START DATA FOR THIS EXERCISE

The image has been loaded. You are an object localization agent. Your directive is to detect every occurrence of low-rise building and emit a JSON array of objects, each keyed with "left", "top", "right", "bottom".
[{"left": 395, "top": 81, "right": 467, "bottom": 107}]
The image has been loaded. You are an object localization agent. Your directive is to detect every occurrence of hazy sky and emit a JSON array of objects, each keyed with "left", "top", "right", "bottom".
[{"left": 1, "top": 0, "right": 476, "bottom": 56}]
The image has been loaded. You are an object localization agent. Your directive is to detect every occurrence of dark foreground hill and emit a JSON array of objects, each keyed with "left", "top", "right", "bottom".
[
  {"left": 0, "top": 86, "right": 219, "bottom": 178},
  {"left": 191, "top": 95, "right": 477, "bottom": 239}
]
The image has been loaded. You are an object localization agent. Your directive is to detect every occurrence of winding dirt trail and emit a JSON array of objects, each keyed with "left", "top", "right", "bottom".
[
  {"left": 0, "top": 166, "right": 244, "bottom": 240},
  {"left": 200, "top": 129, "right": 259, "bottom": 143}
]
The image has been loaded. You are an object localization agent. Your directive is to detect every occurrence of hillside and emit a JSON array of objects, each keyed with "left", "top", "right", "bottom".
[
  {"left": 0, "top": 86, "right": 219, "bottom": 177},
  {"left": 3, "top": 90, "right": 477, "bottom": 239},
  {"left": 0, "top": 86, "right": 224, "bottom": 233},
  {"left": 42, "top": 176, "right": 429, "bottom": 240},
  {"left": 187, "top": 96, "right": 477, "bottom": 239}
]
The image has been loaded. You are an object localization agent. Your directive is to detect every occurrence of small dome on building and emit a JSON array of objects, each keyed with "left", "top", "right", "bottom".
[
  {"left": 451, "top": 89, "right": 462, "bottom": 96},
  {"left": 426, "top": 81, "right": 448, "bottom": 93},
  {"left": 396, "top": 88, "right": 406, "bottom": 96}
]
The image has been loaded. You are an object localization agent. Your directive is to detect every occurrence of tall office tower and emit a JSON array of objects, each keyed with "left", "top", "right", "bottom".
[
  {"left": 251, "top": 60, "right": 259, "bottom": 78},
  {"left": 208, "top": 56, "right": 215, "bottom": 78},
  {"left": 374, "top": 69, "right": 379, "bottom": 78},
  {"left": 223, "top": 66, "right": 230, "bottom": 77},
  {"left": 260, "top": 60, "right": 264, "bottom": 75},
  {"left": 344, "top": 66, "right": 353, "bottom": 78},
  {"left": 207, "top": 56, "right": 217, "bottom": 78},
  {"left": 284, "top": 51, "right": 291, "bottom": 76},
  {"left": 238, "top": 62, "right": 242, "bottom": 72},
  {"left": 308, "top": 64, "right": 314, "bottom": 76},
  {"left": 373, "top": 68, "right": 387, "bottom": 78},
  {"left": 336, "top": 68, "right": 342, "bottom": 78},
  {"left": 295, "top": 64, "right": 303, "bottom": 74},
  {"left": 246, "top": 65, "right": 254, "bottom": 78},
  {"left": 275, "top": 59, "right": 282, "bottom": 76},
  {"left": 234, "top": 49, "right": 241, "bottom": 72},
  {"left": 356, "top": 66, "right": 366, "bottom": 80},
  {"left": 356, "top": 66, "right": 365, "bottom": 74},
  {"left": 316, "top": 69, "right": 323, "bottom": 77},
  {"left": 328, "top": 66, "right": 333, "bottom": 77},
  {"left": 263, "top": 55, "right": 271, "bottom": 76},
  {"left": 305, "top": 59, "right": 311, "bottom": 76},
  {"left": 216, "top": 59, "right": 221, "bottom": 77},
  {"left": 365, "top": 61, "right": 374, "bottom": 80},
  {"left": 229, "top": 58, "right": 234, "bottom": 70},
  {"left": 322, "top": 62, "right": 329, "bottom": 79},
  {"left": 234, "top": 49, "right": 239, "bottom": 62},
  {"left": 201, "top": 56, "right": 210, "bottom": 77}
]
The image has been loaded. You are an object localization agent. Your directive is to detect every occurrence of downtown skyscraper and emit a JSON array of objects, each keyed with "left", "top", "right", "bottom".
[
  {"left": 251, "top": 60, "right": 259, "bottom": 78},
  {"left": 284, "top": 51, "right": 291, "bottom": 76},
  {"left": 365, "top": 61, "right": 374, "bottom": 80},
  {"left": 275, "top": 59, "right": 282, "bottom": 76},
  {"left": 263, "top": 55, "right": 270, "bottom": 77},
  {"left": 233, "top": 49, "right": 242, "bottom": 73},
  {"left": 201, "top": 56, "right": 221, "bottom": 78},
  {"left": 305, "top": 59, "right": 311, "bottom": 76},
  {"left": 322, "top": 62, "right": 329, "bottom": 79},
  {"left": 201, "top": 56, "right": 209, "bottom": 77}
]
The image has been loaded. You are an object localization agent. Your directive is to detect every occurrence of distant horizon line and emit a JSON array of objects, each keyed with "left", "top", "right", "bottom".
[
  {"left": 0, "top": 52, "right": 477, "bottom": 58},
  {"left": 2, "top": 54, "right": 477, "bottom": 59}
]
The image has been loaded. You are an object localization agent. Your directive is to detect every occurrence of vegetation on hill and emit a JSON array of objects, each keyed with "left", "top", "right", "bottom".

END DATA FOR THIS EXERCISE

● **PROBLEM TO WORK ON**: Every line of the records above needs to be given again exactly.

● **TASK ANSWER**:
The image has been loaded. You are an object localization agent. Your directive is to detect every occurrence of low-rise building and emit a JSON array of objects, each keyed with "left", "top", "right", "bottom".
[{"left": 395, "top": 81, "right": 467, "bottom": 107}]
The image has been loaded. You are an object localization agent. Your directive is to detect every occurrence of hazy sky and emit a JSON array of objects, each keyed with "left", "top", "right", "bottom".
[{"left": 1, "top": 0, "right": 476, "bottom": 56}]
The image has been loaded. You are an object localization agent. Your directive is to detect every occurrence of dark foreground hill and emit a JSON array of objects, each keyed with "left", "top", "right", "bottom".
[
  {"left": 0, "top": 86, "right": 219, "bottom": 178},
  {"left": 191, "top": 95, "right": 477, "bottom": 239}
]
The image has been loaded. You are an object localization agent. Your directive is to detect every occurrence of winding dirt trail and emit a JSON array of objects, each keyed with "left", "top", "right", "bottom".
[
  {"left": 0, "top": 166, "right": 244, "bottom": 240},
  {"left": 200, "top": 129, "right": 259, "bottom": 143}
]
The image has been loaded. You are an object localization agent. Your directive is to detect every occurrence of hillside and emit a JSON array of objects, each keyed with "left", "top", "right", "bottom".
[
  {"left": 0, "top": 86, "right": 219, "bottom": 177},
  {"left": 3, "top": 90, "right": 477, "bottom": 239},
  {"left": 0, "top": 86, "right": 224, "bottom": 233},
  {"left": 42, "top": 176, "right": 429, "bottom": 240},
  {"left": 187, "top": 96, "right": 477, "bottom": 239}
]
The image has been loaded. You are an object localization agent. Your directive is to detect every occurrence of small dome on building and emit a JSON array of objects, each keyed with "left", "top", "right", "bottom".
[
  {"left": 451, "top": 89, "right": 462, "bottom": 96},
  {"left": 426, "top": 81, "right": 448, "bottom": 93},
  {"left": 396, "top": 88, "right": 406, "bottom": 96}
]
The image has been loaded. You are an object localization agent. Your directive is to detect every occurrence of tall office tower and emit a JSON array of objects, each keyed with "left", "top", "right", "bottom".
[
  {"left": 251, "top": 60, "right": 259, "bottom": 78},
  {"left": 208, "top": 56, "right": 215, "bottom": 78},
  {"left": 374, "top": 69, "right": 379, "bottom": 78},
  {"left": 223, "top": 66, "right": 230, "bottom": 77},
  {"left": 260, "top": 60, "right": 264, "bottom": 75},
  {"left": 344, "top": 66, "right": 353, "bottom": 78},
  {"left": 207, "top": 56, "right": 217, "bottom": 78},
  {"left": 284, "top": 51, "right": 291, "bottom": 76},
  {"left": 238, "top": 62, "right": 242, "bottom": 72},
  {"left": 308, "top": 64, "right": 314, "bottom": 76},
  {"left": 373, "top": 68, "right": 387, "bottom": 78},
  {"left": 336, "top": 68, "right": 342, "bottom": 78},
  {"left": 295, "top": 64, "right": 303, "bottom": 74},
  {"left": 246, "top": 65, "right": 254, "bottom": 78},
  {"left": 275, "top": 59, "right": 282, "bottom": 76},
  {"left": 234, "top": 49, "right": 241, "bottom": 72},
  {"left": 356, "top": 66, "right": 366, "bottom": 80},
  {"left": 356, "top": 66, "right": 365, "bottom": 74},
  {"left": 316, "top": 69, "right": 323, "bottom": 77},
  {"left": 328, "top": 66, "right": 333, "bottom": 77},
  {"left": 263, "top": 55, "right": 271, "bottom": 76},
  {"left": 305, "top": 59, "right": 311, "bottom": 76},
  {"left": 216, "top": 59, "right": 221, "bottom": 77},
  {"left": 365, "top": 61, "right": 374, "bottom": 80},
  {"left": 229, "top": 58, "right": 234, "bottom": 70},
  {"left": 322, "top": 62, "right": 329, "bottom": 79},
  {"left": 234, "top": 49, "right": 239, "bottom": 62},
  {"left": 201, "top": 56, "right": 210, "bottom": 77}
]
The image has been loaded. You are an object localization agent. Your directive is to detect every occurrence of downtown skyscraper and emit a JSON array of objects, each keyed with "left", "top", "right", "bottom".
[
  {"left": 251, "top": 60, "right": 259, "bottom": 78},
  {"left": 284, "top": 51, "right": 291, "bottom": 76},
  {"left": 365, "top": 61, "right": 374, "bottom": 80},
  {"left": 275, "top": 59, "right": 282, "bottom": 76},
  {"left": 263, "top": 55, "right": 270, "bottom": 77},
  {"left": 233, "top": 49, "right": 242, "bottom": 73},
  {"left": 201, "top": 56, "right": 221, "bottom": 78},
  {"left": 305, "top": 59, "right": 311, "bottom": 76},
  {"left": 322, "top": 62, "right": 329, "bottom": 79},
  {"left": 201, "top": 56, "right": 209, "bottom": 77}
]
The image has been loaded. You are an object localization agent. Your directive is to detect every occurrence of distant horizon line and emit a JSON array of objects, each keyed with "left", "top", "right", "bottom".
[
  {"left": 0, "top": 52, "right": 477, "bottom": 58},
  {"left": 2, "top": 54, "right": 477, "bottom": 59}
]
The image has been loaded. You are an object localization agent. Your directive is to detect every occurrence of vegetation on hill and emit a JSON array of objects, each keyed with "left", "top", "right", "bottom".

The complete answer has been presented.